- [Extract provided]
** START **
His customers were a diverse lot; the store smelled of baby chicks, metal, old cardboard and dust, and held everything from galvanized wash tubs and blades for windmills to garden equipment and tools of all kinds. I bought a small metal toolbox there to use for my sewing supplies that would probably survive an explosion today.
Instead of a stairway, there was an aisle that sloped rather steeply up to the dry goods section. It was lined with row after row of every kind and size of old-fashioned crockery - from huge round jars like the ones my grandfather used to make hominy and sauerkraut, to little lidded ones for matches, as well as all sizes of pitchers and jugs.
The owner was always dabbling in politics and running for one office or another, and never seemed too interested in bringing his stock up to date. On the upper level, I bought a box of Margaret O'Brien (remember the child star of the 40's?) dusting powder and bubble bath that had never been opened; found it at the back of a shelf between Midnight in Paris cologne and Coty face powder. Still have it.
Along with some current clothing, fabrics and notions, he had original sewing patterns for suits with peplums and Joan Crawford-type shoulders. Many of the dresses hanging nearby had the faded-at-the-shoulder look of something that's hung in the closet for too long; I swear many were carbons of dresses my mother wore when I was a little girl.
** END **
- [Recorded data]
** START **
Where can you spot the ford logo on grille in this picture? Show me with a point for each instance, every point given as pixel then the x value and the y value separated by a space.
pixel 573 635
** END **
- [Written instruction]
Copy out the recollection of the old hardware and dry goods store word for word, from beginning to end.

- [Solution for this problem]
His customers were a diverse lot; the store smelled of baby chicks, metal, old cardboard and dust, and held everything from galvanized wash tubs and blades for windmills to garden equipment and tools of all kinds. I bought a small metal toolbox there to use for my sewing supplies that would probably survive an explosion today.
Instead of a stairway, there was an aisle that sloped rather steeply up to the dry goods section. It was lined with row after row of every kind and size of old-fashioned crockery - from huge round jars like the ones my grandfather used to make hominy and sauerkraut, to little lidded ones for matches, as well as all sizes of pitchers and jugs.
The owner was always dabbling in politics and running for one office or another, and never seemed too interested in bringing his stock up to date. On the upper level, I bought a box of Margaret O'Brien (remember the child star of the 40's?) dusting powder and bubble bath that had never been opened; found it at the back of a shelf between Midnight in Paris cologne and Coty face powder. Still have it.
Along with some current clothing, fabrics and notions, he had original sewing patterns for suits with peplums and Joan Crawford-type shoulders. Many of the dresses hanging nearby had the faded-at-the-shoulder look of something that's hung in the closet for too long; I swear many were carbons of dresses my mother wore when I was a little girl.